## Brief
Each entry below must be repeated word for word.

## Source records
►
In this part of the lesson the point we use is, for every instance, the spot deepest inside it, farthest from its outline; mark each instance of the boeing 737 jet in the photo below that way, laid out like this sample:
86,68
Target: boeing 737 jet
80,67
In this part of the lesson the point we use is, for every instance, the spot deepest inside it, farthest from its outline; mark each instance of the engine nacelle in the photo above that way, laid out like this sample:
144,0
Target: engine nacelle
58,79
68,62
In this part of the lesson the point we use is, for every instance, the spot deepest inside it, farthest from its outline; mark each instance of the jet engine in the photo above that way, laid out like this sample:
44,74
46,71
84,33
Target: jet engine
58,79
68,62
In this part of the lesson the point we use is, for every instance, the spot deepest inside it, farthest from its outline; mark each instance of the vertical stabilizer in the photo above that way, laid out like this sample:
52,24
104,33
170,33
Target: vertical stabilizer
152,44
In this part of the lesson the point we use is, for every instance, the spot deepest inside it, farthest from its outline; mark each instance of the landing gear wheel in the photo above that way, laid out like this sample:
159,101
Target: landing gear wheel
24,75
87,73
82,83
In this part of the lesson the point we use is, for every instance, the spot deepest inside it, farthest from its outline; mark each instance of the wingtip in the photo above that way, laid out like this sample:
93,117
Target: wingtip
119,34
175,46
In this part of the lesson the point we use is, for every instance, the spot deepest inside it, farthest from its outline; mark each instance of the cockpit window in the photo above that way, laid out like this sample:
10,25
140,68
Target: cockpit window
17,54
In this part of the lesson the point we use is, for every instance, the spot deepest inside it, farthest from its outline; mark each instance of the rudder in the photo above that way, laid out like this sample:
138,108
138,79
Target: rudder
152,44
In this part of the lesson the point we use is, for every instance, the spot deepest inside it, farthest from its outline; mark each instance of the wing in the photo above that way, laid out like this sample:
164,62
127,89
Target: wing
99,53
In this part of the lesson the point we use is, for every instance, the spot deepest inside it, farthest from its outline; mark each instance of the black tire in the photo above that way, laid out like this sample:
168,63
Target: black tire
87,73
◄
## Your solution
In this part of the lesson the point we use is, for every instance, the spot deepest inside it, farthest from its outline; mark each instance of the boeing 737 jet in the photo below that way, laid out like this sample:
86,68
Target: boeing 737 jet
80,67
In this part of the lesson the point we use is, for every instance, the spot deepest inside it, farthest from its outline; mark each instance of the engine nacelle in the photo above that way, laid out like this sample:
144,0
Target: engine nacelle
58,79
68,62
In this part of the lesson the point we use is, for every instance, the spot deepest inside it, farthest from its outline; mark each instance of the jet engine in the photo above that way, laid out like this sample:
44,74
46,71
84,33
Target: jet engine
58,79
68,62
In this part of the lesson the point we use is, for every instance, the spot deepest inside it, farthest from its outline; mark each instance of the vertical stabilizer in the photo above that way, laid out like this sample:
52,24
104,33
170,33
Target: vertical stabilizer
152,44
In this part of the lesson the point we use is, for every instance, the spot deepest inside it, farthest from its outline; mark each instance of the landing gear wheel in the photo above that way, laid out like this sample:
159,101
Target: landing gear wheel
24,75
87,73
82,83
In this part of the lesson the point we use is, for every instance, the spot deepest inside it, farthest from its outline; mark each instance of the wingtip in the photo above that way, laid out like this sample:
93,117
Target: wingtip
119,34
175,46
In this part of the lesson the point we use is, for every instance, the spot deepest inside it, farthest from its outline; mark each instance of the cockpit window in the photo above that way, laid out like this sample:
10,25
140,68
Target: cockpit window
17,54
In this part of the lesson the point we use is, for every instance, the spot deepest inside it, farthest from its outline; mark each instance of the rudder in the photo above that way, laid out like this sample:
138,108
138,79
Target: rudder
152,44
In this part of the lesson the point we use is, for every instance, the spot deepest inside it, farthest from its outline; mark each instance of the wing in the photo above that way, laid out like this sample:
164,62
127,89
Target: wing
99,53
In this part of the lesson the point we use is, for every instance, the spot deepest inside it, farthest from its outline; mark each instance of the black tire in the photo above that way, laid out like this sample:
168,63
Target: black tire
87,73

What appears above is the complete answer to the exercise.